Rheinbahn is a public transport operator operating in Düsseldorf, Meerbusch and Kreis Mettmann. Its network consists of the Düsseldorf Stadtbahn, a network of 11 Stadtbahn (light rail) lines which are integrated in the Rhine-Ruhr Stadtbahn network, as well as Düsseldorf's tram system and 92 bus lines. The total rail network length was  in 2021. In 2004, Rheinbahn transported 690,000 passengers per day.

Areas served
Two Stadtbahn lines are former light railway lines and connect to the cities of Duisburg (D-Bahn, U79) and Krefeld via Meerbusch (K-Bahn, U70/U76).

The neighbouring city of Neuss is connected to the Rheinbahn network by Stadtbahn line U75 and tram line 709. The neighbouring city of Ratingen is connected by Stadtbahn line U72.

Rheinbahn's bus lines cover Düsseldorf, Meerbusch and most parts of Kreis Mettmann.

Organisation
Rheinbahn is a member of the Verkehrsverbund Rhein-Ruhr (VRR), the public transport association covering the area of the Rhine-Ruhr megalopolis.

________

• Tasks to carry out
(a) Do these statements agree with the Rheinbahn passage? Answer yes or no for each, quoting the words of the passage that decide it. (i) Ratingen is linked to the network by Stadtbahn line U72. (ii) Neuss is reached only by tram line 709. (iii) Rheinbahn's bus lines cover all of Kreis Mettmann.
(b) From the Rheinbahn passage, extract everything from "Areas served" down to "of Kreis Mettmann.".
(c) Extend the Rheinbahn passage by writing on from its last sentence.

• Items listed in a dataset
________

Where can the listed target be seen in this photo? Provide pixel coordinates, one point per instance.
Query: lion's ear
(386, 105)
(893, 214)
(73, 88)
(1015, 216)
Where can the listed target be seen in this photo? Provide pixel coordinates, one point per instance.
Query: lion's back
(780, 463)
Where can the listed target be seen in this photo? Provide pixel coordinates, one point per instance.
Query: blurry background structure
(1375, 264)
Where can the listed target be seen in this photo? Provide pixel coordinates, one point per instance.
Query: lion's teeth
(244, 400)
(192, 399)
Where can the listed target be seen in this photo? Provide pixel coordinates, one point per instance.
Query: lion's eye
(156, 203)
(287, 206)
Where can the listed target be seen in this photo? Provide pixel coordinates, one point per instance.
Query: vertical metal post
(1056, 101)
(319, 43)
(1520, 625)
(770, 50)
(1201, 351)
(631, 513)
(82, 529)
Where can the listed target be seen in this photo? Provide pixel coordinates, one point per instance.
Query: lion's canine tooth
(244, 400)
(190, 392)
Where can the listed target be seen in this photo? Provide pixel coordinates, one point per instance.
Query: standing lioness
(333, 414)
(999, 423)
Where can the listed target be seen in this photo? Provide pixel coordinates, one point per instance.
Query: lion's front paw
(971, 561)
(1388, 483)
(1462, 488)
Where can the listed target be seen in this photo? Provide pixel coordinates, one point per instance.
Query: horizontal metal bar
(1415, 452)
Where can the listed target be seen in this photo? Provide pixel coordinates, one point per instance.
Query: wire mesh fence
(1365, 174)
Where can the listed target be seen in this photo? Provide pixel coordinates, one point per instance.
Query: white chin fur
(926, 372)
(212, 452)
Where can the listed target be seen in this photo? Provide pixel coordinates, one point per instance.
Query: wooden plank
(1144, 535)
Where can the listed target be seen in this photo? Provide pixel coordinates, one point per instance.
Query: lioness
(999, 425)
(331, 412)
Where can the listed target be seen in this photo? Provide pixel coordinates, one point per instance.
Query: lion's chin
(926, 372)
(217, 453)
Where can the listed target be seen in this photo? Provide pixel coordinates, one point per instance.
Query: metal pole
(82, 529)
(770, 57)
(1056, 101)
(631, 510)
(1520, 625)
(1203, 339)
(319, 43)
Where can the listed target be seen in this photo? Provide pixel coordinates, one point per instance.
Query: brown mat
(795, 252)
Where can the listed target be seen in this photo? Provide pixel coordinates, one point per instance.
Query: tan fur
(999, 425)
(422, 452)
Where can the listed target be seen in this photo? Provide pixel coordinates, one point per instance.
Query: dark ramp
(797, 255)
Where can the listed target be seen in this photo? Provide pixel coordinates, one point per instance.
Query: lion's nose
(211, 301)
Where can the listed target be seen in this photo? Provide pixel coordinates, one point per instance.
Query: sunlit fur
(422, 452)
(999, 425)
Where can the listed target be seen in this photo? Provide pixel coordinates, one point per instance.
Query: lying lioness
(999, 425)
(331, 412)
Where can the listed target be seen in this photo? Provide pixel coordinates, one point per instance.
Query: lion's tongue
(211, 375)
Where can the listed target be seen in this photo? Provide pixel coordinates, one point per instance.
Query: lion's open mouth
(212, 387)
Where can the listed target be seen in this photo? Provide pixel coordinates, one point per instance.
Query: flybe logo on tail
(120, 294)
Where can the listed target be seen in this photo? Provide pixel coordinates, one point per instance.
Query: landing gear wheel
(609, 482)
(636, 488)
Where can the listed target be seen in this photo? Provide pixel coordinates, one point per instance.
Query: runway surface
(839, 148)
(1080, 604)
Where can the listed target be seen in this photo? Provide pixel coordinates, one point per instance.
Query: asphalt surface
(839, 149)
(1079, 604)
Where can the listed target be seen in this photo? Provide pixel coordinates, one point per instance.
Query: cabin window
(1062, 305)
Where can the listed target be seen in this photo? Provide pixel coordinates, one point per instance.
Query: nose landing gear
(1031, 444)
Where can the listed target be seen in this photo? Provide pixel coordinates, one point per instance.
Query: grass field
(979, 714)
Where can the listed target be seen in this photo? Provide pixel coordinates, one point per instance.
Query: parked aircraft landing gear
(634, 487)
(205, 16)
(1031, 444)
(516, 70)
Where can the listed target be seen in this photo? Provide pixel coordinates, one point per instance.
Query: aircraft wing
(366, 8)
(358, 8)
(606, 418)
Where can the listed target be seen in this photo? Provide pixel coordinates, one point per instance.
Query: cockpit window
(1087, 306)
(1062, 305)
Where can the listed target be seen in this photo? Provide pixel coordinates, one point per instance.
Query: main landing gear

________

• Replies
(a)
(i) Yes: "The neighbouring city of Ratingen is connected by Stadtbahn line U72."
(ii) No: "The neighbouring city of Neuss is connected to the Rheinbahn network by Stadtbahn line U75 and tram line 709."
(iii) No: "Rheinbahn's bus lines cover Düsseldorf, Meerbusch and most parts of Kreis Mettmann."

(b)
Areas served
Two Stadtbahn lines are former light railway lines and connect to the cities of Duisburg (D-Bahn, U79) and Krefeld via Meerbusch (K-Bahn, U70/U76).

The neighbouring city of Neuss is connected to the Rheinbahn network by Stadtbahn line U75 and tram line 709. The neighbouring city of Ratingen is connected by Stadtbahn line U72.

Rheinbahn's bus lines cover Düsseldorf, Meerbusch and most parts of Kreis Mettmann.

(c)
Lifetime contracts issue
Between 1980 and 2001, Rheinbahn issued employment contracts which failed to set an end for the salary payments, resulting in these employees receiving their salaries until their deaths. Although the company indicated that it was attempting to resolve this contractual oversight amicably, this strategy relied entirely on the agreement and goodwill of each employee, as the contracts were considered legally watertight. As of 2019, 37 of these contracts were still in active effect. Rheinbahn spokesman Georg Schumacher stated that over 100 such contracts had been issued in total. 
According to the Munich-based tabloid TZ, several of these contracts are for senior managers who earn in the region of €8,000 per month.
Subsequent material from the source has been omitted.